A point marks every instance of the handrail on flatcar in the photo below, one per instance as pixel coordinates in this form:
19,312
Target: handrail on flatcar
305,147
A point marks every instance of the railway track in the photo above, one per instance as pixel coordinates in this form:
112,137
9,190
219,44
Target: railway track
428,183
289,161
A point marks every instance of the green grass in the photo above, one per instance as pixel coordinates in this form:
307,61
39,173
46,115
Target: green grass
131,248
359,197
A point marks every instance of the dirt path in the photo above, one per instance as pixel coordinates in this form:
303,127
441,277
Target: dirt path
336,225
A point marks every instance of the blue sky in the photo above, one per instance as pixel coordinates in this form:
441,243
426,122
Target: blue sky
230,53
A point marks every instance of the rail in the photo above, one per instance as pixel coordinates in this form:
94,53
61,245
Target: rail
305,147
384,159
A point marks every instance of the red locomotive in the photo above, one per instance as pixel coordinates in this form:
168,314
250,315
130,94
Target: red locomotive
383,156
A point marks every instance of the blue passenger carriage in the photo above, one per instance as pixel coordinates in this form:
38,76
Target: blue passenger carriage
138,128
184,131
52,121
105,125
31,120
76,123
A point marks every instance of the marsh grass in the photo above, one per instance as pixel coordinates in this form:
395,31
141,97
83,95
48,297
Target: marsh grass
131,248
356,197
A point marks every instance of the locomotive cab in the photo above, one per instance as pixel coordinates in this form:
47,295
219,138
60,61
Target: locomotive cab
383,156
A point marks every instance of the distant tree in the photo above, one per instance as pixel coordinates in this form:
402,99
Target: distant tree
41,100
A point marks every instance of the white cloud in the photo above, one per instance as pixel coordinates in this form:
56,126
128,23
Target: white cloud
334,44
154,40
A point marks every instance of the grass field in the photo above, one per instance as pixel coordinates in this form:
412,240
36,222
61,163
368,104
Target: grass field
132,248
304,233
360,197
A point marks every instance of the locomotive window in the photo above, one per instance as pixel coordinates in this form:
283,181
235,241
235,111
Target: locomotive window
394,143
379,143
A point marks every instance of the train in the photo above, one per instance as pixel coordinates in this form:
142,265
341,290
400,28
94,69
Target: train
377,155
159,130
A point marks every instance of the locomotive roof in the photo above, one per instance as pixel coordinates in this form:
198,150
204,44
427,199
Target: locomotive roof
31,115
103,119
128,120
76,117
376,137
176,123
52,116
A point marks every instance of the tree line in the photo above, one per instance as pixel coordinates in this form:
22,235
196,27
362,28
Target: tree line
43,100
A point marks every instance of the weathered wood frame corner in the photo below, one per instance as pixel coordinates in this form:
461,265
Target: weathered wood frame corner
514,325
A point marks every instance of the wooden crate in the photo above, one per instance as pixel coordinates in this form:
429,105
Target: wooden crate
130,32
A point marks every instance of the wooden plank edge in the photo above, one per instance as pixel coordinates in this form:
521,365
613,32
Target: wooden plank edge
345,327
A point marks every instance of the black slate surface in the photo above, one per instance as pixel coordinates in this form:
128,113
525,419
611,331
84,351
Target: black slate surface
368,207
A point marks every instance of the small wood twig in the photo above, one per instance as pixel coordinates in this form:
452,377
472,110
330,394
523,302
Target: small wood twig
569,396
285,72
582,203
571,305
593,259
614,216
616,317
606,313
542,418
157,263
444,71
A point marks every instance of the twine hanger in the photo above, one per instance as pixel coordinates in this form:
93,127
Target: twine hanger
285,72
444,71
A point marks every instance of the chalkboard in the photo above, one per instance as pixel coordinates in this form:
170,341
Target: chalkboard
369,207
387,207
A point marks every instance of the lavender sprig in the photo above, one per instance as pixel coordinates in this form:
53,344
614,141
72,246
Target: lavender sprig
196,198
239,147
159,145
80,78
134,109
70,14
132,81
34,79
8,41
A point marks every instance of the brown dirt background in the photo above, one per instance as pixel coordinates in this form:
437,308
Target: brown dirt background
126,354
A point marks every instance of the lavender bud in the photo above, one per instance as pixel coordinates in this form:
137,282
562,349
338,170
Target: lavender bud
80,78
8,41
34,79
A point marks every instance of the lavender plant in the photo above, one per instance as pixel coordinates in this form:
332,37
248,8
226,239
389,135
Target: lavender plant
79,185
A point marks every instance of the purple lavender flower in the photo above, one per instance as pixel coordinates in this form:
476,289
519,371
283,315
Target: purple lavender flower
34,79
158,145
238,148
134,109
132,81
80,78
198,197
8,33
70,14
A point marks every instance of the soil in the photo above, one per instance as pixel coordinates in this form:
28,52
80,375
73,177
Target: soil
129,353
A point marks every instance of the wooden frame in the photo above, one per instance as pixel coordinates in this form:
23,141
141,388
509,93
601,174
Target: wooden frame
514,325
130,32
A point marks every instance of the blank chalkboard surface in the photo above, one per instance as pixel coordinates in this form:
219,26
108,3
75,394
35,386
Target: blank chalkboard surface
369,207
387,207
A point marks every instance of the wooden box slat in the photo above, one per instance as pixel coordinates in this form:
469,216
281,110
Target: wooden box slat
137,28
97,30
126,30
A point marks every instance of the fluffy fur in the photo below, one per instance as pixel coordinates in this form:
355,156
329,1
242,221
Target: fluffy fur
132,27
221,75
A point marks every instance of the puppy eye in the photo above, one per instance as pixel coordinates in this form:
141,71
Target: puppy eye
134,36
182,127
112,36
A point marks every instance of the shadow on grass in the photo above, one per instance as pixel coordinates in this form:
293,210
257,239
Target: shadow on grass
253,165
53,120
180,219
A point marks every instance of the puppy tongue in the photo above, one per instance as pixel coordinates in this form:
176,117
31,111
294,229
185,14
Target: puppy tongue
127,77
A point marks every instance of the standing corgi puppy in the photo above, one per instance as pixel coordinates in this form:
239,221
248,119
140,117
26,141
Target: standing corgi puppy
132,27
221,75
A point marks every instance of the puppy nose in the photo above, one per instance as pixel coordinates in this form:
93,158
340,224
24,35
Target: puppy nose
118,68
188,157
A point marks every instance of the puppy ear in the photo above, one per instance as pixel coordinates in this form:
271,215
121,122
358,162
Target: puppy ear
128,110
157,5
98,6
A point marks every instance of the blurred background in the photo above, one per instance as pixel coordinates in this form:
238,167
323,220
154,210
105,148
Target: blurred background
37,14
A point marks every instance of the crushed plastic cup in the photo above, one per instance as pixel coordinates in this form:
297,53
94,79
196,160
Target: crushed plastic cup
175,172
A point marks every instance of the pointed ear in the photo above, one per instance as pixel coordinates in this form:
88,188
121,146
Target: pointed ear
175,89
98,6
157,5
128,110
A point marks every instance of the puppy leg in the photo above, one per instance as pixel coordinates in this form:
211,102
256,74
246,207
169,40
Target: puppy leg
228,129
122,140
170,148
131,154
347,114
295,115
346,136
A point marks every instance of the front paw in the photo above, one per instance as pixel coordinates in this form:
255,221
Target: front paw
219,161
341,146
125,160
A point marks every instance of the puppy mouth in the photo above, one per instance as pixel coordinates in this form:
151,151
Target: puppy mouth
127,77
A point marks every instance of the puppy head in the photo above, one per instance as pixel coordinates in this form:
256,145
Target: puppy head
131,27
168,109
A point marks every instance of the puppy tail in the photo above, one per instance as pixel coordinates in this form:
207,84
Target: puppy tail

Problem requirements | The whole listing above needs to be written out again exactly.

Problem solution |
A point marks every instance of the handrail on flatcar in the photo below, one per instance as pixel coordinates in this form:
19,312
Target: handrail on flatcar
305,147
A point marks every instance of the railway track in the photo above, one per instance as pixel coordinates in this form:
112,137
9,190
219,44
Target: railway track
428,183
289,161
A point marks every instance of the green grass in the photo above, one per instance as pixel coordinates in this form:
307,61
39,173
46,115
Target: green grass
131,248
359,197
A point marks every instance of the dirt path in the photo above, one per instance as pixel coordinates in this form:
303,127
441,277
Target: dirt path
336,225
A point marks every instance of the blue sky in the photo above, one per instance as pixel coordinates in this form:
441,243
426,122
Target: blue sky
230,53
A point marks every instance of the rail in the photo above, one per instance as pixel coordinates in this form:
94,53
61,245
Target: rail
305,147
384,159
A point marks every instance of the red locomotive in the photo above, one per instance as pixel coordinates in this form:
168,314
250,315
130,94
Target: red locomotive
383,156
A point marks every instance of the blue passenger carriage in the photo above, one per instance as pixel coordinates in this form:
38,76
Target: blue passenger carriage
138,128
184,131
52,121
105,125
31,120
76,123
A point marks every instance of the marsh grass in the photo above, one per instance as pixel coordinates in this form:
395,31
141,97
83,95
48,297
Target: marsh grass
131,248
356,197
A point marks every instance of the locomotive cab in the photo above, one per instance as pixel coordinates in this form:
47,295
219,138
60,61
Target: locomotive cab
383,156
A point marks every instance of the distant tree in the photo above, one per instance as pixel coordinates in this form:
402,99
Target: distant tree
41,100
A point marks every instance of the white cloud in the photo above, one per instance as pixel coordinates in this form:
56,126
128,23
Target: white cloud
334,44
154,40
A point marks every instance of the grass field in the photo above, one per instance as pixel coordinates in this form:
412,240
36,222
61,163
368,104
Target: grass field
132,248
304,233
360,197
A point marks every instance of the locomotive window in the photo above, one per instance as pixel coordinates in this form:
283,181
235,241
235,111
Target: locomotive window
394,143
379,143
A point marks every instance of the train in the photo above, one per instance as pixel coordinates in this form:
142,265
341,290
400,28
94,69
Target: train
377,155
159,130
A point marks every instance of the locomotive roof in the photo above, one per instance as pixel coordinates in this form:
198,150
204,44
427,199
Target: locomotive roof
31,115
103,119
128,120
76,117
376,137
176,123
52,116
A point marks every instance of the tree line in the photo above, one per instance as pixel coordinates in this form:
22,235
196,27
362,28
Target: tree line
43,100
A point marks every instance of the weathered wood frame corner in the photo below, one per instance as pixel coordinates in this form:
461,265
Target: weathered wood frame corner
514,325
A point marks every instance of the wooden crate in the photo above, one per instance as pixel coordinates in this form:
429,105
Target: wooden crate
130,32
A point marks every instance of the wooden plank edge in the photo above, one per instance as pixel coordinates in this form:
521,365
613,32
Target: wooden plank edge
345,327
A point marks every instance of the black slate surface in the photo above, one per instance as pixel coordinates in this form:
128,113
525,419
611,331
84,351
Target: black slate surface
368,207
A point marks every instance of the small wood twig in the photo above, one per instance as pixel coordinates in this form:
452,377
472,110
330,394
523,302
Target: small wood twig
569,396
285,72
582,203
571,305
593,259
614,216
616,317
606,313
542,418
157,263
444,71
A point marks every instance of the twine hanger in the photo above, one per instance as pixel coordinates in this form:
93,127
Target: twine hanger
285,72
444,71
A point marks every instance of the chalkboard in the photo above, one per instance as pixel coordinates in this form:
170,341
Target: chalkboard
369,207
387,207
A point marks every instance of the lavender sprig in the photo above, one per instance as pixel coordinates in this form:
53,344
614,141
72,246
Target: lavender sprig
196,198
239,147
159,145
80,78
134,109
70,14
132,81
34,79
8,41
A point marks every instance of the brown dirt background in the photo above, one per instance as pixel coordinates in this form:
437,308
Target: brown dirt background
126,354
A point marks every instance of the lavender bud in the photo above, one per instance as pixel coordinates in this form:
137,282
562,349
338,170
Target: lavender bud
80,78
8,41
34,79
A point marks every instance of the lavender plant in the photo above, one per instance as pixel coordinates in this form:
332,37
248,8
226,239
389,135
Target: lavender plant
79,185
A point marks every instance of the purple lavender flower in the photo above, one per instance as pixel coordinates in this form:
476,289
519,371
283,315
Target: purple lavender flower
34,79
158,145
238,148
134,109
132,81
80,78
198,197
8,33
70,14
A point marks every instance of the soil in the photo above, one per instance as pixel coordinates in this form:
28,52
80,375
73,177
Target: soil
129,353
A point marks every instance of the wooden frame in the photo above, one per instance as pixel coordinates in this form:
23,141
141,388
509,93
601,174
Target: wooden frame
514,325
130,32
A point marks every instance of the blank chalkboard surface in the photo above, one per instance as pixel coordinates in this form:
219,26
108,3
75,394
35,386
Target: blank chalkboard surface
369,207
387,207
A point marks every instance of the wooden box slat in the photo above, one per instance as pixel coordinates in this form:
469,216
281,110
Target: wooden box slat
137,28
97,30
126,30
A point marks every instance of the fluffy fur in the photo below, one per instance as pixel coordinates in this form:
355,156
329,1
242,221
Target: fluffy fur
132,27
221,75
A point marks every instance of the puppy eye in the photo above, one per instance as pixel coordinates in this form:
141,71
Target: puppy eye
134,36
182,127
112,36
A point marks every instance of the shadow on grass in the photo above, one per instance as pixel coordinates in this form:
293,210
257,239
Target: shadow on grass
253,165
53,120
180,219
A point marks every instance of the puppy tongue in the photo above, one per instance as pixel coordinates in this form:
176,117
31,111
294,229
185,14
Target: puppy tongue
127,77
A point marks every instance of the standing corgi puppy in the photo above, one per instance as pixel coordinates in this form:
239,221
248,119
140,117
26,141
Target: standing corgi puppy
132,27
221,75
A point marks every instance of the puppy nose in the photo above, one per instance as pixel coordinates in this form:
93,158
340,224
24,35
Target: puppy nose
118,68
188,157
A point marks every instance of the puppy ear in the photo above, one per instance as pixel coordinates in this form:
271,215
121,122
358,162
Target: puppy ear
128,110
157,5
98,6
A point marks every instance of the blurred background in the photo above, one per instance as pixel coordinates in this form:
238,167
323,220
154,210
105,148
Target: blurred background
37,14
A point marks every instance of the crushed plastic cup in the photo above, one per instance as pixel coordinates in this form:
297,53
94,79
196,160
Target: crushed plastic cup
175,172
A point marks every instance of the pointed ear in the photo above, one per instance as pixel coordinates in this form:
88,188
121,146
Target: pointed ear
175,89
98,6
157,5
128,110
A point marks every instance of the puppy leg in the photo above, one per instance as pixel coordinates in this form:
211,102
256,74
246,207
169,40
Target: puppy leg
228,129
122,140
170,148
131,154
347,114
295,115
346,136
A point marks every instance of the front paw in the photo above, one per instance as pixel coordinates in this form:
255,221
Target: front paw
219,161
341,146
125,160
A point marks every instance of the puppy mouth in the photo above, one per instance as pixel coordinates in this form:
151,151
Target: puppy mouth
127,77
A point marks every instance of the puppy head in the photo above, one per instance as pixel coordinates in this form:
256,145
Target: puppy head
131,27
168,109
A point marks every instance of the puppy tail in the photo above, one per instance as pixel coordinates in this form:
207,84
Target: puppy tail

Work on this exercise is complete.